Text under study section start

The FDIC board today unanimously voted to raise deposit insurance assessment rates for banks by two basis points beginning with the first quarterly assessment period of 2023. The change will amount to a 54% increase in the current average assessment rate and remain in effect until the Deposit Insurance Fund reserve ratio to insured deposits meets the FDIC’s long-term goal of 2%. The increase was opposed by ABA, financial industry groups and some members of Congress, all of whom warned that the decision would put further strain on an already stressed economy.
When the DIF reserve ratio fell from 1.41% in 2019 to 1.30% in 2020 due to the surge of deposits into banks in reaction to the pandemic, the FDIC approved a restoration plan to restore the fund to the statutory minimum of 1.35% by 2028. However, a sustained inflow in deposits and major unrealized losses in its securities portfolio caused the reserve ratio to decline to 1.23% as last March. In remarks during the board meeting, Acting Chairman Martin Gruenberg said the rate increase is now necessary because the banking industry faces significant downside risks from inflation, slowing economic growth and geopolitical uncertainty. “It is better to take prudent but modest action earlier in the statutory eight-year period to reach the minimum reserve ratio than to delay and potentially have to consider a procyclical assessment increase,” he said.

Text under study section end

**Requirement A**
In the text on FDIC deposit insurance rates, what did the Deposit Insurance Fund reserve ratio fall to as of last March?
**Requirement B**
From the text on FDIC deposit insurance rates, copy the part that opens with the words containing "The FDIC board" and closes with "already stressed economy.".

Records section start

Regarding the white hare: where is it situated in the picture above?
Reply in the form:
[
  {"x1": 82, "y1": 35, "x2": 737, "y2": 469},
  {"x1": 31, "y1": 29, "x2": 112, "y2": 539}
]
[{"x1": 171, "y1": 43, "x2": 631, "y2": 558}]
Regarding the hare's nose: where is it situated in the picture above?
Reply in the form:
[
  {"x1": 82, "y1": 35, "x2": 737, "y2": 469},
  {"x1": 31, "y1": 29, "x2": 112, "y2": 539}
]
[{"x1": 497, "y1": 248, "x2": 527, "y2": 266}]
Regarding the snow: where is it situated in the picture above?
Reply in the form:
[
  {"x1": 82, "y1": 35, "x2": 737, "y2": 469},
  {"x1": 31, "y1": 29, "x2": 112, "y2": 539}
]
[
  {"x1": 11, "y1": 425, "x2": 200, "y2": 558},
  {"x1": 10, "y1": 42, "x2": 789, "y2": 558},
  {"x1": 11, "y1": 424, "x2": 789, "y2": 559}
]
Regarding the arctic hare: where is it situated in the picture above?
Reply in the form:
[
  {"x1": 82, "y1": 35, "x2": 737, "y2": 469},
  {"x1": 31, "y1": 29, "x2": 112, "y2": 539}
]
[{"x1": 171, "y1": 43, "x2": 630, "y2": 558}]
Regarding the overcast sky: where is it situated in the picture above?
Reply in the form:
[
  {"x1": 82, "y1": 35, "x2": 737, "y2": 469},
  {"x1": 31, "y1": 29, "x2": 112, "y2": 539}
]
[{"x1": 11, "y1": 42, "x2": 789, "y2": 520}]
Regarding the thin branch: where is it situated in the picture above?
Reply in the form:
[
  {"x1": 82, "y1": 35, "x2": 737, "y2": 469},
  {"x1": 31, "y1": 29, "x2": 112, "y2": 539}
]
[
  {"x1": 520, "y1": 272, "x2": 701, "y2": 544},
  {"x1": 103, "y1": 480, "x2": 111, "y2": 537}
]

Records section end

**Written response A**
1.23%

**Written response B**
The FDIC board today unanimously voted to raise deposit insurance assessment rates for banks by two basis points beginning with the first quarterly assessment period of 2023. The change will amount to a 54% increase in the current average assessment rate and remain in effect until the Deposit Insurance Fund reserve ratio to insured deposits meets the FDIC’s long-term goal of 2%. The increase was opposed by ABA, financial industry groups and some members of Congress, all of whom warned that the decision would put further strain on an already stressed economy.